● **Given passage**:
○ ○ ○ ○ ○ ○ ○
Does Evolving Contact Information Mean Changing Your Database?
There are a number of ways to contact someone these days, right?
We have various phones: mobile and landline, personal and work. We have different addresses – residential, mailing, billing, business, etc. – and likely several email addresses, too. Don’t forget Skype and various messaging apps. Now add in LinkedIn and Facebook –which by the way, both have their own messaging elements.
Not that long ago, many of these didn’t exist. So you can pretty much guarantee that in a few years, we’re going to have some new way of contacting people and organizations.
Can we model all of this contact info in such a way that we don’t have to change our database design when ‘the latest thing’ comes along? Read on to find out…
The Party Contact Point Model
In a word, yes. Databases can be designed to accommodate information we don’t even have yet.
I’m going to jump straight in and show you the solution, then I’ll describe how the pieces work together. I’m going to call the various ways of contacting parties contact points, though I have seen contact methods and even contact locations used.
○ ○ ○ ○ ○ ○ ○
● **Record set**:
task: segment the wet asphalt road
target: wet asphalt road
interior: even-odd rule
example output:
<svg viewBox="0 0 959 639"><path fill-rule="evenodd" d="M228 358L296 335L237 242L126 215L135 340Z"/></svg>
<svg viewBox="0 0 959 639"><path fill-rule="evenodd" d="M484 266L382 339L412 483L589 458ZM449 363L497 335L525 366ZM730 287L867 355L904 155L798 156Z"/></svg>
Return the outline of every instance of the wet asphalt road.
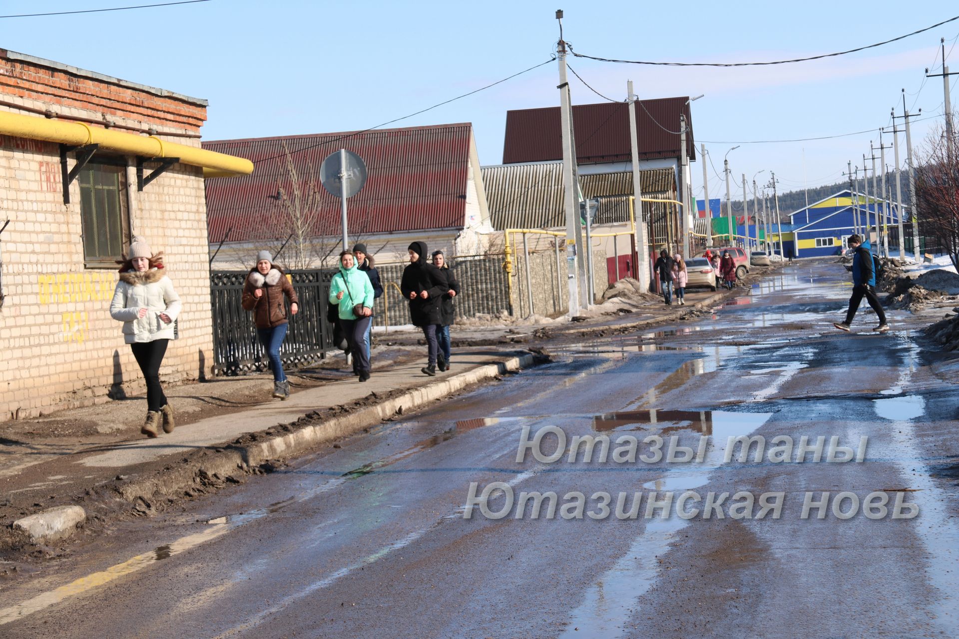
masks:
○ ○ ○ ○ ○ ○ ○
● **What you are asked to do**: Copy out word for word everything from "Not that long" down to "people and organizations." in the article on storing contact information in a database.

● **Task result**:
Not that long ago, many of these didn’t exist. So you can pretty much guarantee that in a few years, we’re going to have some new way of contacting people and organizations.